Output every entry exactly as written, but omit the pictures.
╭──
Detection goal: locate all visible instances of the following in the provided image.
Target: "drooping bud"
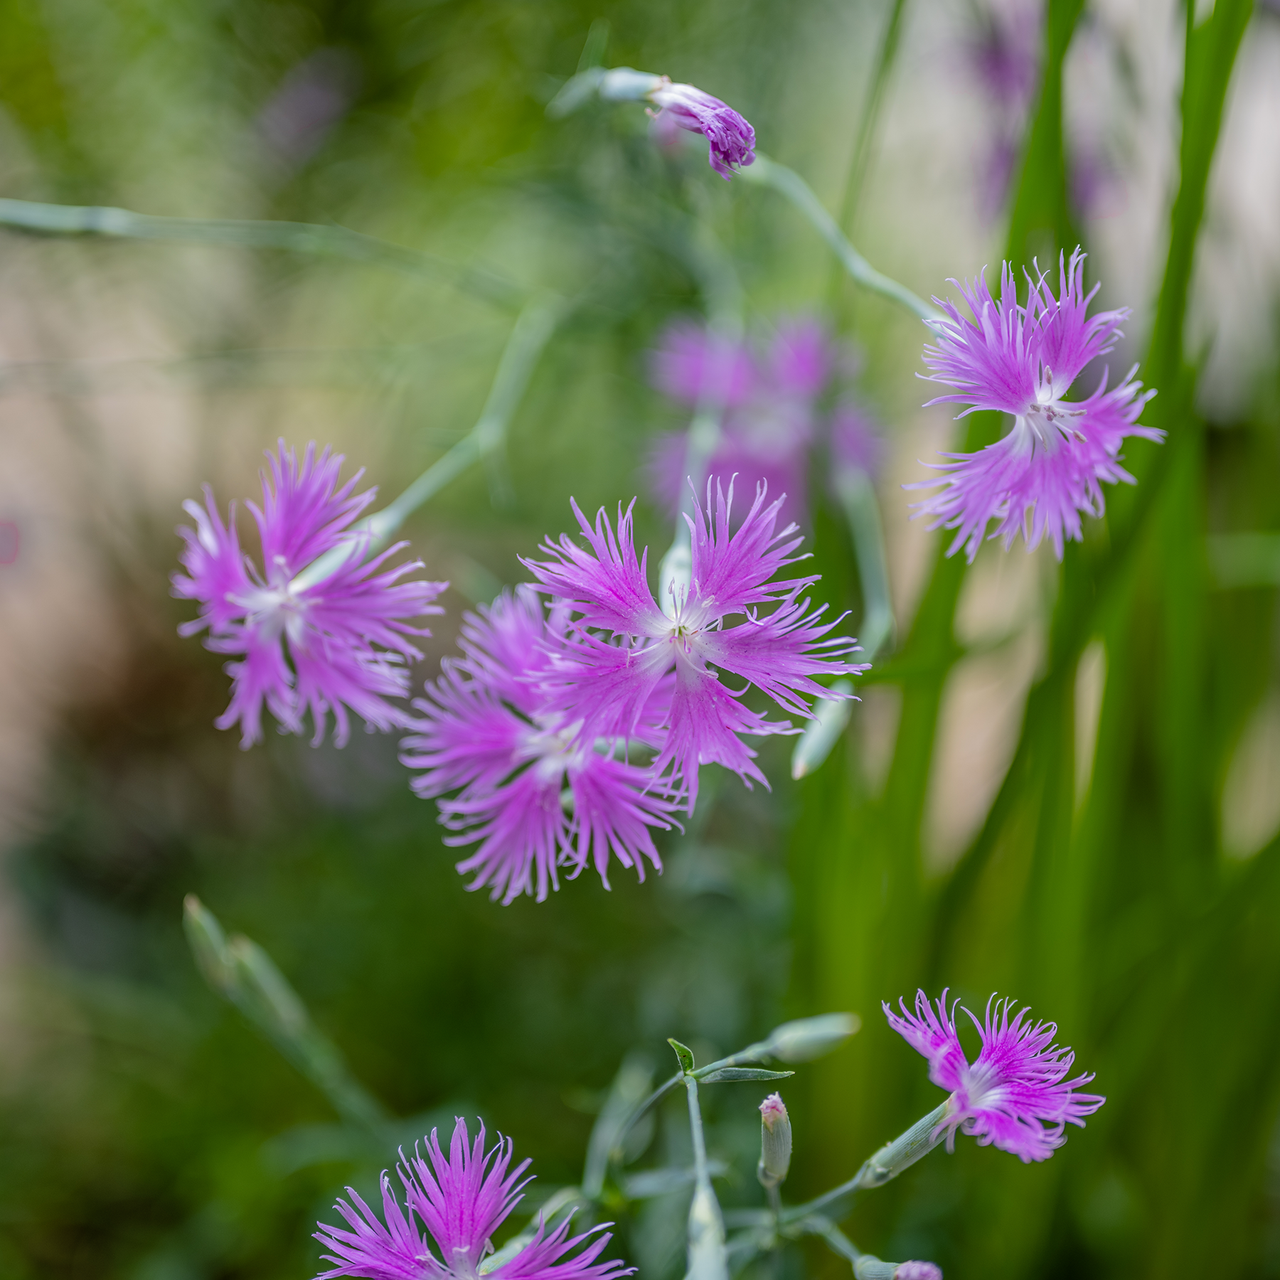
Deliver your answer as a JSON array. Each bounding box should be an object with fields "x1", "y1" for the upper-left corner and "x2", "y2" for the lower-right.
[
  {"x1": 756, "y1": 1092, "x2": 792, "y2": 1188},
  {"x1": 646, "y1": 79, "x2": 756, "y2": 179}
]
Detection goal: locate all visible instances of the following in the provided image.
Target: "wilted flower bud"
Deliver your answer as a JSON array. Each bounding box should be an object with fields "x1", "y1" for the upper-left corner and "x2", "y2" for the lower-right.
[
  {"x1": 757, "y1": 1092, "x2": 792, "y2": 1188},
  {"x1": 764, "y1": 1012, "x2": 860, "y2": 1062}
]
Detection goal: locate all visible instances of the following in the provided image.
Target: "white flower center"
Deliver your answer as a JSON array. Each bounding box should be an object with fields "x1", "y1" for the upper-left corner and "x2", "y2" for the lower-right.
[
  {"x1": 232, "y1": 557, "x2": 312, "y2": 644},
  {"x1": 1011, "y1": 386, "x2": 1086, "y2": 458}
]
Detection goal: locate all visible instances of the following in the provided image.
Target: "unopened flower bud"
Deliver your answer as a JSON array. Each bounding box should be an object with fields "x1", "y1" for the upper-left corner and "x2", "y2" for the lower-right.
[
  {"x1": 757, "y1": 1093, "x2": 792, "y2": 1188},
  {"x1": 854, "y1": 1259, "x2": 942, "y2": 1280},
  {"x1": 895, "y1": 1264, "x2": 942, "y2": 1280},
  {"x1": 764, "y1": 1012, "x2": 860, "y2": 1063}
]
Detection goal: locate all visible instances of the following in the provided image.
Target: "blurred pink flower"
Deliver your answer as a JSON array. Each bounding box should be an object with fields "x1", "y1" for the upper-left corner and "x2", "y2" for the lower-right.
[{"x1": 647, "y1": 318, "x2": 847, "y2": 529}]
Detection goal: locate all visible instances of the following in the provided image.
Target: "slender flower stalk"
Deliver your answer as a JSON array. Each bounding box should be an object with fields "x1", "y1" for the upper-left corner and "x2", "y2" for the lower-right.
╰──
• Result of this exercise:
Detection goal: locate all visible instances of the following in the provided image.
Target: "drooping bud"
Deliver your answer as a JSON array. Each bounding box should be an object with fields "x1", "y1" for the upper-left corner and "x2", "y2" for the lower-right.
[
  {"x1": 756, "y1": 1092, "x2": 792, "y2": 1188},
  {"x1": 646, "y1": 79, "x2": 756, "y2": 179}
]
Detection goal: locate all visible instances of the following in the provided image.
Target: "wilted flower bud"
Deliver your answer as a JSON array. Each bounding box should be an object with fields "x1", "y1" for the upper-left corner and "x2", "y2" for the lower-right.
[
  {"x1": 757, "y1": 1092, "x2": 792, "y2": 1188},
  {"x1": 764, "y1": 1012, "x2": 860, "y2": 1062}
]
Detection goal: locate all visible instances of the following in the provided image.
Target: "white flower center"
Deliver your answer as a JSON array. Each bounding box should be an object with fields "x1", "y1" for the upper-left corner and "x2", "y2" for the lower-right.
[
  {"x1": 232, "y1": 557, "x2": 312, "y2": 644},
  {"x1": 1011, "y1": 386, "x2": 1086, "y2": 458}
]
Detection goal: locate all visible instances of the following in the provided image.
Target: "unopened flower bud"
Deliver your answer as a JSON array. Each bounding box should be an object with fields "x1", "y1" for the upper-left corner and "x2", "y2" for the lower-right.
[
  {"x1": 757, "y1": 1093, "x2": 792, "y2": 1188},
  {"x1": 854, "y1": 1259, "x2": 942, "y2": 1280},
  {"x1": 895, "y1": 1264, "x2": 942, "y2": 1280},
  {"x1": 764, "y1": 1012, "x2": 860, "y2": 1063}
]
Detection goal: locate all visible instances of the following in the provided image.
Target: "blurred pink flower"
Deliver your answer as a JSON array. Each bounding box should be an object with fields "x1", "y1" for the upper-left corner and "x2", "y2" for the lower-right.
[{"x1": 647, "y1": 318, "x2": 847, "y2": 529}]
Detection goal: locate all visible instances of the following in the provided image.
Target: "slender flower stalk"
Deliver your answer as a JSON array. Each bounding box should be an object with fields "x1", "y1" for the upper-left corner and "x2", "y2" for the lower-right.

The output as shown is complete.